▸ PROMPT A:
Rewrite the part of the cluster-plotting text that opens with the words containing "No description has" and closes with "cmap=plt.get_cmap('Paired')", renaming "cluster_sel" to "selected_clusters" throughout.
▸ PROMPT B:
Using the cluster-plotting text, decide whether each statement agrees with it, answering yes or no and quoting the deciding words: (i) The first figure is created with a size of 10 by 10. (ii) Only clusters with a weight greater than 500 are selected. (iii) The cluster labels in plot_clustermap use a font size of 12.
▸ PROMPT C:
Continue the cluster-plotting code from the point where it stops.

▸ READING TEXT:
▼
Plot all cluster shapes

In [30]:
fig, ax = plt.subplots(figsize=(10, 10))
rio.plot.show(basemap, ax=ax)
gdf.plot(ax=ax, facecolor='none', edgecolor='red', linewidth=0.1)
ax.set_xlim(*x_lim)
ax.set_ylim(*y_lim)
ax.set_axis_off()
No description has been provided for this image

Plot only cluster shapes above a certain weight

In [31]:
cluster_sel = gdf[gdf["Weights"]>300]
In [32]:
def plot_clustermap(cluster_sel: gp.GeoDataFrame, basemap: rio.DatasetReader, label: bool = None):
    """Plot a map with clusters, basemap, and cluster labels"""
    if label is None:
        label = True
    fig, ax = plt.subplots(figsize=(7, 10))
    rio.plot.show(basemap, ax=ax)
    cmap=plt.get_cmap('Paired')
    cluster_sel.plot(ax=ax, facecolor='none', cmap=cmap, linewidth=1)
    if label:
        tools.annotate_locations_fit(
            gdf=cluster_sel, ax=ax,
            text_col="ImpTag", arrowstyle='-', arrow_col='black', fontsize=10,
            font_path="/fonts/seguisym.ttf")
    ax.set_xlim(*x_lim)
    ax.set_ylim(*y_lim)
    ax.set_axis_off()
▲
▸ RECORDS SHOWN:
▼
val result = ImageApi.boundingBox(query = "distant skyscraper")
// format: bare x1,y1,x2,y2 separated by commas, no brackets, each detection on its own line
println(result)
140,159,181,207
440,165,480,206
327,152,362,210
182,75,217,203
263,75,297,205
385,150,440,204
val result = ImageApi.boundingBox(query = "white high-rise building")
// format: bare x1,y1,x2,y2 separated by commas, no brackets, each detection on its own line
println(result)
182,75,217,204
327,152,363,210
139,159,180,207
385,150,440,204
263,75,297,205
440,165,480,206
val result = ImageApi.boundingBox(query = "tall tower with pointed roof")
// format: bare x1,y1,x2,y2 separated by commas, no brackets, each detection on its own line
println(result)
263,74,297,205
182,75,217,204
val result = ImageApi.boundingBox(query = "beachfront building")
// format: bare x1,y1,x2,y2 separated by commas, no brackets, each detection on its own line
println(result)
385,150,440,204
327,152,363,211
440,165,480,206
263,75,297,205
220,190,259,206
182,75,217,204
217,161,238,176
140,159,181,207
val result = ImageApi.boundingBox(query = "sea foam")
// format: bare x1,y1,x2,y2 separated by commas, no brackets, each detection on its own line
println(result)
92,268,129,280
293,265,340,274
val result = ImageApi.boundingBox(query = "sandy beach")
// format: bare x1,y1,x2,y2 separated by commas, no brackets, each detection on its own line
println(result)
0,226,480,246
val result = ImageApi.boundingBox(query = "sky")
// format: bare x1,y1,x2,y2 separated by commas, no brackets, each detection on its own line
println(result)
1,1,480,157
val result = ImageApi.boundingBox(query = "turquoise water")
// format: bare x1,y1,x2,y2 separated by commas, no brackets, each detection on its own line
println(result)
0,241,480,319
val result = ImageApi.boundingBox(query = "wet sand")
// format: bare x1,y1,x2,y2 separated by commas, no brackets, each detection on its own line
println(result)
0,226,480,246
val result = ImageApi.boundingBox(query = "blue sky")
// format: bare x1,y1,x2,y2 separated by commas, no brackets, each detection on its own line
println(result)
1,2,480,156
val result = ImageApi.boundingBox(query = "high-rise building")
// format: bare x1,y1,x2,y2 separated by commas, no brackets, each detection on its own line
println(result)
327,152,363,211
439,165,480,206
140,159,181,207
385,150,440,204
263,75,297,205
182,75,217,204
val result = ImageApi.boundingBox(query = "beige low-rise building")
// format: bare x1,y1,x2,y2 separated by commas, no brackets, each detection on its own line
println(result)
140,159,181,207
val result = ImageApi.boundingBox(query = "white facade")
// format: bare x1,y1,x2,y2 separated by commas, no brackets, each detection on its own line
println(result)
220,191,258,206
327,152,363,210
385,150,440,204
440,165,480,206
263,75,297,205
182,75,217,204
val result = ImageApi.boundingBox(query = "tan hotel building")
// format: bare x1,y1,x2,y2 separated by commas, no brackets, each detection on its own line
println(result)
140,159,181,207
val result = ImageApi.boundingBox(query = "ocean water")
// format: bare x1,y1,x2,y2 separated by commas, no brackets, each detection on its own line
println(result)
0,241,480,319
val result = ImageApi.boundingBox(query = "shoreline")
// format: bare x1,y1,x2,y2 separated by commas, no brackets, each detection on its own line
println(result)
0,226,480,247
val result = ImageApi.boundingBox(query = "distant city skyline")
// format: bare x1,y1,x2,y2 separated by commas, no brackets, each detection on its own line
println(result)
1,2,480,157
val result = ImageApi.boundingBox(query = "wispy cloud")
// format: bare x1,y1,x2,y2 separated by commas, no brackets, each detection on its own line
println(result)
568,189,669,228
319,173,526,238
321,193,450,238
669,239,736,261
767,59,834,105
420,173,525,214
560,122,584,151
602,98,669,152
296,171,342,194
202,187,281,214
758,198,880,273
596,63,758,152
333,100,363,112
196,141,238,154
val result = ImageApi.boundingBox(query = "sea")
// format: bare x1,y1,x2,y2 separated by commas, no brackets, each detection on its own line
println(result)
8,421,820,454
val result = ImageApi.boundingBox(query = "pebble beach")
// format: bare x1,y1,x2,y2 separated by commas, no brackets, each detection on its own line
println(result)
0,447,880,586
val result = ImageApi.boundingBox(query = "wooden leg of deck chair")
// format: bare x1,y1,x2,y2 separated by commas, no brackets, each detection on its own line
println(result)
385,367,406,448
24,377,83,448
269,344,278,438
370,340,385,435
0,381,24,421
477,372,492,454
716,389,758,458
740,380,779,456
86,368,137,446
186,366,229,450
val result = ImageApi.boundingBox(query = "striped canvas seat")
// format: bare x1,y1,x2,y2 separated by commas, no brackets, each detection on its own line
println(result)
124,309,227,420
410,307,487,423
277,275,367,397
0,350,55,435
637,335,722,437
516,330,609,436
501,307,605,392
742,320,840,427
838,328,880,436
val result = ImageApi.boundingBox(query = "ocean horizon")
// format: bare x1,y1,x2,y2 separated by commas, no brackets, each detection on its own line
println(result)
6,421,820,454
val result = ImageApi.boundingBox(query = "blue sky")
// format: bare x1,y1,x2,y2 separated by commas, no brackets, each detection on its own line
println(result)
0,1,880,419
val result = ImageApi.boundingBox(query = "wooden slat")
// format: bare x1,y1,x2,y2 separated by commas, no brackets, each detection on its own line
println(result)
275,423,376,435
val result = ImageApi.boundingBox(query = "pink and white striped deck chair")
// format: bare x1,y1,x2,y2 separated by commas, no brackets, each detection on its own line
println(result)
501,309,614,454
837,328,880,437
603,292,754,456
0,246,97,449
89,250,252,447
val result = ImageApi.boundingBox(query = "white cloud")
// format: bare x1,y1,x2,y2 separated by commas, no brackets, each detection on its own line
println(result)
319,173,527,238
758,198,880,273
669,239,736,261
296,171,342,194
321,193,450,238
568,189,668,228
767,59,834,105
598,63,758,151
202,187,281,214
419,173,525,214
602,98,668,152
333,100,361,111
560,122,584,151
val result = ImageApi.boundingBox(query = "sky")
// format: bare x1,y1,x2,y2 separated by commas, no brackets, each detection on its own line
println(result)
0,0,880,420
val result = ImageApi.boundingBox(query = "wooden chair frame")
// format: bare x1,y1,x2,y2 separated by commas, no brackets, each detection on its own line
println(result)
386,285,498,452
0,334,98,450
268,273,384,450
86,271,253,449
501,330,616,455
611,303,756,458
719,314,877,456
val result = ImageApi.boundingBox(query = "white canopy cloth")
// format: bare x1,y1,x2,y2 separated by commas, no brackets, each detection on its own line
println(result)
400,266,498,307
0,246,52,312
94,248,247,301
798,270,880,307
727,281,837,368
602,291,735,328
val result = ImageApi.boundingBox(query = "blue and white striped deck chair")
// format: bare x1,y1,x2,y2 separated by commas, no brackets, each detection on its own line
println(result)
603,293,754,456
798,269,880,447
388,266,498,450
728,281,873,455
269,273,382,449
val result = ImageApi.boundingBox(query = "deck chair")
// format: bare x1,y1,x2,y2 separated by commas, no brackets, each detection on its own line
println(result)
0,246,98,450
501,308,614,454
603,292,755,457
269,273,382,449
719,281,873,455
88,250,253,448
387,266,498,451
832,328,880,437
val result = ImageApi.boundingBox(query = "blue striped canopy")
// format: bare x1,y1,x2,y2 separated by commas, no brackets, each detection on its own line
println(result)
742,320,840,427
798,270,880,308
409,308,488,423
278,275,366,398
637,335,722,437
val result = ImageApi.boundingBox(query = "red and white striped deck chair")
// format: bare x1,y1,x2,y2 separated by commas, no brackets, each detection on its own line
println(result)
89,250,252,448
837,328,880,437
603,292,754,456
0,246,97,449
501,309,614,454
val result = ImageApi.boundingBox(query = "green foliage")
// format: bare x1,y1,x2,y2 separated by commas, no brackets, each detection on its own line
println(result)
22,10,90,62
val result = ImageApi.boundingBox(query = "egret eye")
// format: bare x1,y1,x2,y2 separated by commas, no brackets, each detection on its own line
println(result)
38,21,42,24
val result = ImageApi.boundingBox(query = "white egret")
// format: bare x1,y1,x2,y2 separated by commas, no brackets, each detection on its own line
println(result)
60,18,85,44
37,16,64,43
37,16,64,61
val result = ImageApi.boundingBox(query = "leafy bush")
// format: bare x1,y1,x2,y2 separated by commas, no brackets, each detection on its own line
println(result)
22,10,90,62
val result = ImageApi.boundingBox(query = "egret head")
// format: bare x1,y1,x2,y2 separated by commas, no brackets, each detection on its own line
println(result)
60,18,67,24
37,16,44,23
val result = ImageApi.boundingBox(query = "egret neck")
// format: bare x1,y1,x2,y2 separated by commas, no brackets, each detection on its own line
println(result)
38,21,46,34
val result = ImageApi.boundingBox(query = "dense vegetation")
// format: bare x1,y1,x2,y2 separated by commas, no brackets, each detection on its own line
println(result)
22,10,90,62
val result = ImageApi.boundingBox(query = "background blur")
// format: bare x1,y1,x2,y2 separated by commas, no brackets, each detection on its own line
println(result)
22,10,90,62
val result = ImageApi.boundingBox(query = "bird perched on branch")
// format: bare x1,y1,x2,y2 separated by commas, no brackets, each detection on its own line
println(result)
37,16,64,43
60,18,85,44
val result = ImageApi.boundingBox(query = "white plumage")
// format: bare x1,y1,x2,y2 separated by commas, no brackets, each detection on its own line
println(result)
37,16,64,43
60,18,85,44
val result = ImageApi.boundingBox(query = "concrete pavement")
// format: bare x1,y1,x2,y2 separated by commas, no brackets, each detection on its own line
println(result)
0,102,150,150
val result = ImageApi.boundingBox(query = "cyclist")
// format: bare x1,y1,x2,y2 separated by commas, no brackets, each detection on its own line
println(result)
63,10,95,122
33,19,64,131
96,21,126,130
▲
▸ WRITTEN ANSWER A:
No description has been provided for this image

Plot only cluster shapes above a certain weight

In [31]:
selected_clusters = gdf[gdf["Weights"]>300]
In [32]:
def plot_clustermap(selected_clusters: gp.GeoDataFrame, basemap: rio.DatasetReader, label: bool = None):
    """Plot a map with clusters, basemap, and cluster labels"""
    if label is None:
        label = True
    fig, ax = plt.subplots(figsize=(7, 10))
    rio.plot.show(basemap, ax=ax)
    cmap=plt.get_cmap('Paired')

▸ WRITTEN ANSWER B:
(i) Yes: "fig, ax = plt.subplots(figsize=(10, 10))"
(ii) No: "cluster_sel = gdf[gdf["Weights"]>300]"
(iii) No: "fontsize=10"

▸ WRITTEN ANSWER C:
    with warnings.catch_warnings():
        # Ignore emoji "Variation-Selector" not found in font
        warnings.filterwarnings("ignore", category=UserWarning)
        plt.show()
In [33]:
plot_clustermap(cluster_sel=cluster_sel, basemap=basemap)
No description has been provided for this image

There are several clusters visible. On the upper left, we can see the Dynamo Dresden stadium. Several tag and emoji cluster shapes are can be found at in this area. There is also a big shape covering the Großer Garten. Two smaller shapes can be found hovering the Dresden Zoo and the Gläserne Manufaktur.

Process Emoji

We start with processing emoji. This seems like the easier part, since emoji are already highly abstracted concepts that can convey many meanings in a simplified form.

Some emoji, however, are very generic and used for arbitrary context. We use a broad positive filter list with 693 emoji (out of about 200 available) to focus on specific activity and environment emoji.

In [439]:
emoji_filter_list = pd.read_csv(
    INPUT / 'SelectionList_EmojiLandscapePlanning.txt', header=None, names=["emoji"], encoding="utf-8", on_bad_lines='skip')
emoji_filter_list = emoji_filter_list.set_index("emoji").index
In [440]:
print(emoji_filter_list[:20])
Index(['🌊', '🌅', '🍻', '🎡', '📸', '🎢', '🎶', '💪', '📷', '🐶', '🍁', '🍂', '🌸', '💦',
       '👭', '🍀', '🏖', '👫', '🎈', '🍃'],
      dtype='object', name='emoji')
In [441]:
cluster_sel = gdf[(gdf["Weights"]>100) & (gdf["emoji"]==1) & (gdf["ImpTag"].isin(emoji_filter_list))].copy()
In [442]:
plot_clustermap(cluster_sel=cluster_sel, basemap=basemap)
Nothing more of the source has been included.